Text under study –

BEGIN

The older, grumpier, and less patient I get, the more I realize that keeping up with the conversation is probably the key skill for career success and executive development. I wonder why it’s taken me so long to realize this because, like the discovery of the non-existence of Santa Claus, once seen, it appears obvious. But it sure as heck wasn’t obvious to me during the last 20 years of my management career.
Let’s make this concrete. To assess whether someone keeps up, I increasingly ask myself one question: do I want to talk to person X about problem Y?
There are three primary reasons why I wouldn’t want to talk to person X about problem Y:
- Person X doesn’t understand problem Y. It’s not interesting to talk to him/her* because all I do is educate him on the problem. It is not a stimulating two-way exchange of ideas.
- Person X doesn’t say anything interesting about problem Y. Person X understands the problem, but doesn’t have anything new or interesting to say about solving it. Boring.

END

Data records –
BEGIN

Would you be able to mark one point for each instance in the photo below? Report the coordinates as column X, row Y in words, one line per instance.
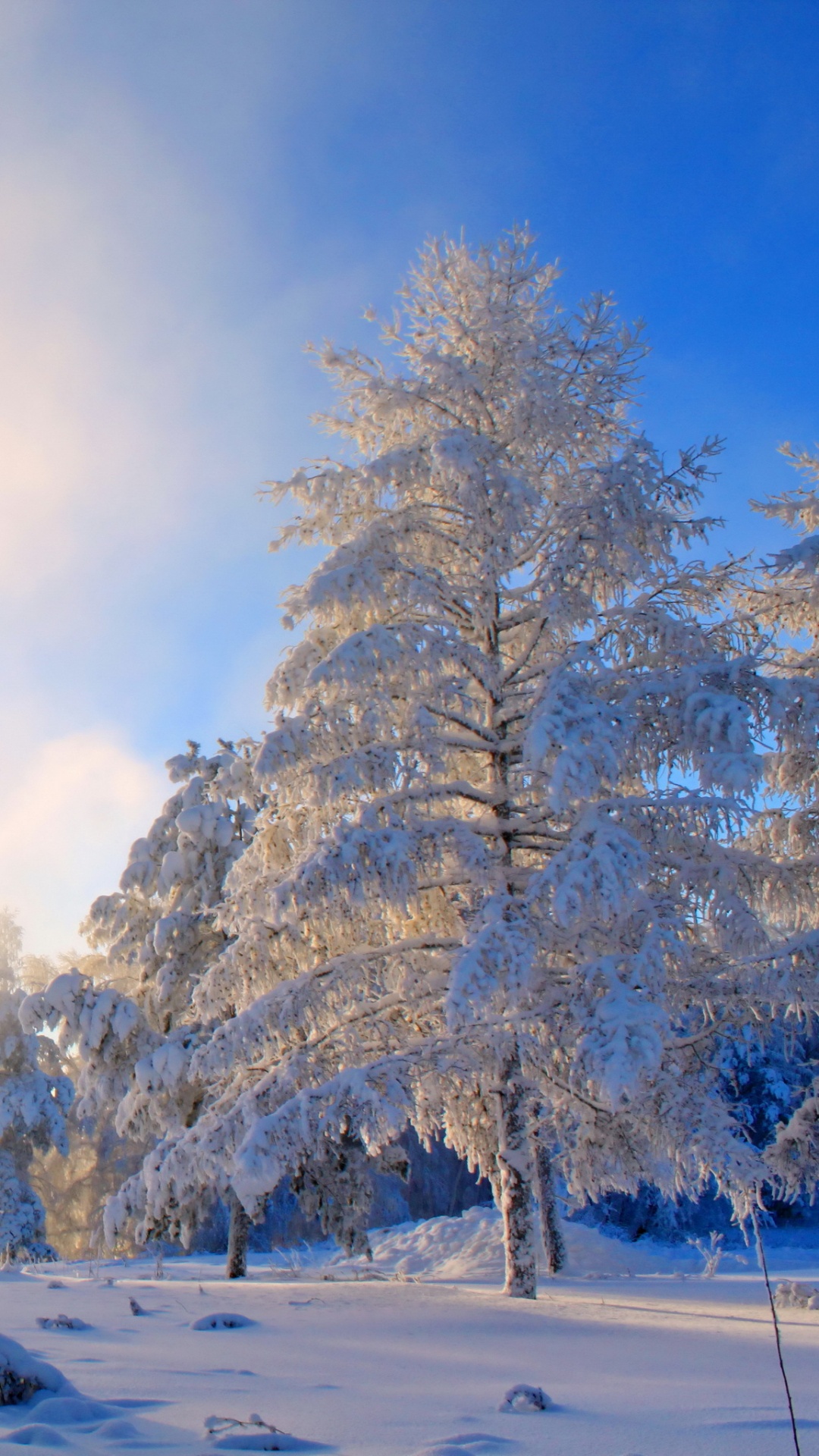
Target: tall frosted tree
column 136, row 1028
column 504, row 883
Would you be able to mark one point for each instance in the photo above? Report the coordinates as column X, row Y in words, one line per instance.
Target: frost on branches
column 136, row 1031
column 784, row 601
column 506, row 883
column 34, row 1100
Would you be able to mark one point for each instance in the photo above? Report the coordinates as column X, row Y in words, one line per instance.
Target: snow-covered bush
column 22, row 1376
column 34, row 1101
column 506, row 881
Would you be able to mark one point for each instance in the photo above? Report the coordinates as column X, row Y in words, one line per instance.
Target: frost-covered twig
column 774, row 1316
column 711, row 1253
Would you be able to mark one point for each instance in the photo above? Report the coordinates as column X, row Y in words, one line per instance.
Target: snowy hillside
column 410, row 1356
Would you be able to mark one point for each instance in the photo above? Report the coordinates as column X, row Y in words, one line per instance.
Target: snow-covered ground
column 416, row 1351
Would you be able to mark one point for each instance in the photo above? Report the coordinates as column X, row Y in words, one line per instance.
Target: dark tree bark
column 237, row 1238
column 515, row 1164
column 550, row 1228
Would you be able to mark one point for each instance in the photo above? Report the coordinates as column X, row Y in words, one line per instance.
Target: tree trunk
column 550, row 1228
column 515, row 1164
column 237, row 1238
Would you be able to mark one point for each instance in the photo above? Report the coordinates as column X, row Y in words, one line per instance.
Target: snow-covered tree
column 503, row 884
column 34, row 1101
column 134, row 1028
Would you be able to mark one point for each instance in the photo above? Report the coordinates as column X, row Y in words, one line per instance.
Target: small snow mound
column 61, row 1323
column 474, row 1445
column 118, row 1430
column 36, row 1436
column 526, row 1398
column 264, row 1442
column 222, row 1323
column 471, row 1248
column 792, row 1294
column 72, row 1410
column 22, row 1376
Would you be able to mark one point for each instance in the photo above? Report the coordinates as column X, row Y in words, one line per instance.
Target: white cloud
column 69, row 819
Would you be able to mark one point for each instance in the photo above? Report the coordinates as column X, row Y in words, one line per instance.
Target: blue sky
column 193, row 188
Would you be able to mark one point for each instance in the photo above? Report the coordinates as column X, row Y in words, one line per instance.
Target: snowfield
column 413, row 1354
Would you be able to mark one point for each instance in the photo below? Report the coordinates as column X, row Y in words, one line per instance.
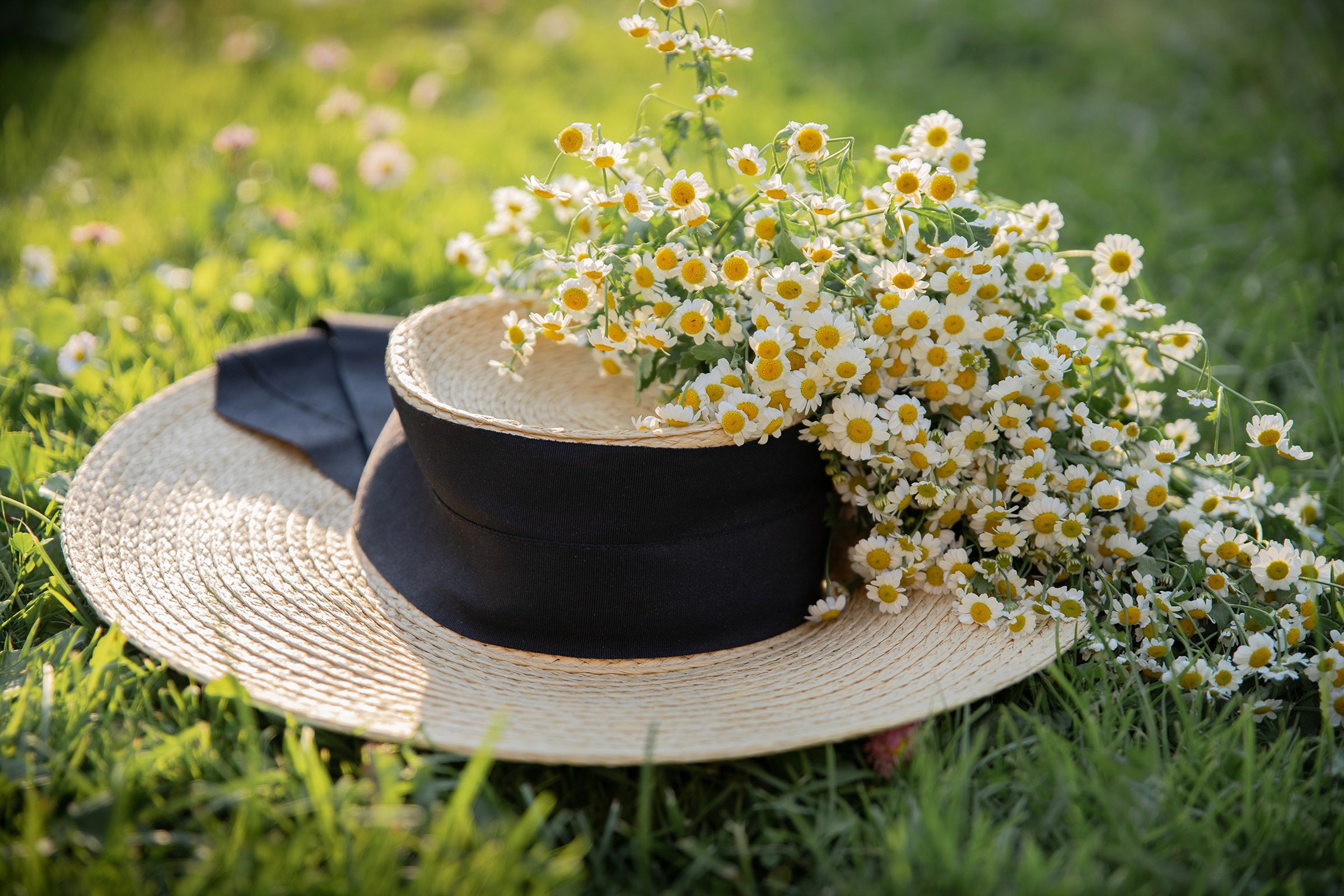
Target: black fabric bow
column 323, row 390
column 542, row 544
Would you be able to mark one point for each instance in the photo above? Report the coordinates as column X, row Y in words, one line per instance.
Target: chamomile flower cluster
column 988, row 405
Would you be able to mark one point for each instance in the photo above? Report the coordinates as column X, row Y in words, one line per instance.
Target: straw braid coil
column 222, row 551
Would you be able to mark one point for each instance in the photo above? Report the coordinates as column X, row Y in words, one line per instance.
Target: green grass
column 1208, row 129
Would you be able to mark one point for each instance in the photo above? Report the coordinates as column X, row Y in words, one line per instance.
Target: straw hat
column 223, row 551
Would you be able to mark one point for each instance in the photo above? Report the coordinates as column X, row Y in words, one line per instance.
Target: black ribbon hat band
column 550, row 546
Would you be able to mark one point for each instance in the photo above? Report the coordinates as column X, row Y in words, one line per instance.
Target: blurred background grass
column 1210, row 129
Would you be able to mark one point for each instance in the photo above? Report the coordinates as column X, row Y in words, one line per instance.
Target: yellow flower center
column 908, row 183
column 576, row 298
column 737, row 269
column 1045, row 523
column 769, row 370
column 572, row 140
column 944, row 187
column 810, row 140
column 682, row 193
column 859, row 430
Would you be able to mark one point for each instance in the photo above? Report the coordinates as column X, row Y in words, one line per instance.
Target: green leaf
column 785, row 250
column 24, row 459
column 1154, row 355
column 711, row 352
column 646, row 371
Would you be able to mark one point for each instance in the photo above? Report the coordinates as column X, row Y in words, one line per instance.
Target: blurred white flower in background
column 427, row 90
column 99, row 233
column 233, row 139
column 76, row 354
column 39, row 267
column 327, row 55
column 385, row 164
column 340, row 102
column 174, row 277
column 381, row 122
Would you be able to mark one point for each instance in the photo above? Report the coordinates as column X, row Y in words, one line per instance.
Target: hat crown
column 438, row 363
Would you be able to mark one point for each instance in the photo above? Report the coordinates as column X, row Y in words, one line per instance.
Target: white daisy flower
column 556, row 327
column 776, row 190
column 1268, row 430
column 805, row 388
column 807, row 142
column 680, row 190
column 791, row 287
column 697, row 273
column 889, row 593
column 714, row 93
column 1022, row 621
column 855, row 426
column 667, row 42
column 576, row 140
column 77, row 352
column 464, row 250
column 908, row 180
column 577, row 295
column 979, row 609
column 846, row 366
column 693, row 318
column 1277, row 567
column 1256, row 655
column 827, row 609
column 935, row 135
column 637, row 27
column 1117, row 260
column 1042, row 221
column 608, row 155
column 746, row 160
column 385, row 164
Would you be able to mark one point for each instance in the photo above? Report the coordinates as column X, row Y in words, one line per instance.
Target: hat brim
column 222, row 551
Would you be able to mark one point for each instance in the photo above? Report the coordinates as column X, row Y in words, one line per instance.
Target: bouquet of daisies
column 983, row 405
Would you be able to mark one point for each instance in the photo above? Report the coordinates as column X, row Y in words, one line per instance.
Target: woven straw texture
column 438, row 361
column 222, row 551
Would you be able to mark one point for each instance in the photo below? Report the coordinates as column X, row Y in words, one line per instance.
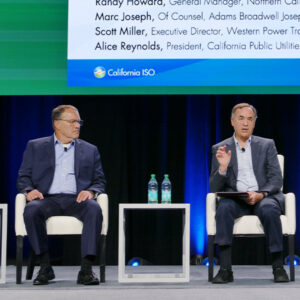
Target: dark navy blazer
column 38, row 166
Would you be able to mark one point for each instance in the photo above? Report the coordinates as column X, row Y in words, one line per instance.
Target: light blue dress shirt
column 64, row 181
column 246, row 180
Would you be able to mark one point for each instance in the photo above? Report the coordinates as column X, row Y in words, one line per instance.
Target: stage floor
column 251, row 282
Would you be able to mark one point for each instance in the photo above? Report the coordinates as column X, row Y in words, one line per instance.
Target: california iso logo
column 99, row 72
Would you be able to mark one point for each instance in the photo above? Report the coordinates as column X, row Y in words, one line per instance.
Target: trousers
column 38, row 211
column 267, row 210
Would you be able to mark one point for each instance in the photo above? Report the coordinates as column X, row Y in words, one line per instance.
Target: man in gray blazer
column 62, row 175
column 247, row 163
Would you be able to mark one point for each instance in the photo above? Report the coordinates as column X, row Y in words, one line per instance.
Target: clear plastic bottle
column 166, row 188
column 152, row 190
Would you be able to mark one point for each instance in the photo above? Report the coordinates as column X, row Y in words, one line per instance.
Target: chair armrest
column 19, row 219
column 102, row 199
column 211, row 201
column 290, row 211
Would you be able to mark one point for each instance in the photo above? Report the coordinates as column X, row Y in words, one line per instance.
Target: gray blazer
column 265, row 166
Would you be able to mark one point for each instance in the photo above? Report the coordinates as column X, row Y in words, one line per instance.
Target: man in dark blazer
column 62, row 175
column 247, row 163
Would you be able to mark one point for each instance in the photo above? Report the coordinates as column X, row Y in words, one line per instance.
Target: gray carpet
column 251, row 282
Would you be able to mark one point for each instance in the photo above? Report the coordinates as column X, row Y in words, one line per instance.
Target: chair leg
column 30, row 266
column 19, row 259
column 291, row 239
column 102, row 257
column 211, row 246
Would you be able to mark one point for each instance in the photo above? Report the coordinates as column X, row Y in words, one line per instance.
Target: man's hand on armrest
column 254, row 197
column 84, row 195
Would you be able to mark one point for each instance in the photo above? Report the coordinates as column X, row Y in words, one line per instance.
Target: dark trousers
column 268, row 211
column 38, row 211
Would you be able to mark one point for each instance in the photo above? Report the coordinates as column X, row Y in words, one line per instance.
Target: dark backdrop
column 141, row 135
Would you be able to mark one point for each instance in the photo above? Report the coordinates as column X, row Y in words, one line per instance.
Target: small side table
column 155, row 277
column 3, row 232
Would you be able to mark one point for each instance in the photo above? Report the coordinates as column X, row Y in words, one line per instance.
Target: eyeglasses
column 72, row 122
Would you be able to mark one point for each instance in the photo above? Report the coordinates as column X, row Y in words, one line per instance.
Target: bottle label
column 166, row 197
column 152, row 197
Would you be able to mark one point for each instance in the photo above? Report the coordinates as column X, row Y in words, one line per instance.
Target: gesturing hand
column 84, row 195
column 34, row 194
column 223, row 158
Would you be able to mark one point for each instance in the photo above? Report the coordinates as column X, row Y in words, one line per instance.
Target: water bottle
column 152, row 190
column 166, row 190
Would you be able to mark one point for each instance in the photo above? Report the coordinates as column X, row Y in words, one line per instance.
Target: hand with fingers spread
column 223, row 158
column 84, row 195
column 34, row 194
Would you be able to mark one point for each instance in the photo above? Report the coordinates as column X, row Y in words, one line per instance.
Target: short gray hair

END

What you should do – In the text about keeping up with the conversation, what one question does the writer ask to judge whether someone keeps up? Rely only on the text for this.

Exercise answer – Do I want to talk to person X about problem Y?